[[ Material to process, beginning ]]

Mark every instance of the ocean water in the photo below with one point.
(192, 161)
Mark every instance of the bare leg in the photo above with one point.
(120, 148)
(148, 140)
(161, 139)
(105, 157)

[[ Material to process, end ]]

* Task brief *
All the entries should be output exactly as given.

* Problem solution *
Mark every instance of the ocean water in the photo below with one point.
(192, 161)
Mark every instance of the bare leg in the photo above with one point.
(120, 148)
(148, 140)
(161, 139)
(105, 157)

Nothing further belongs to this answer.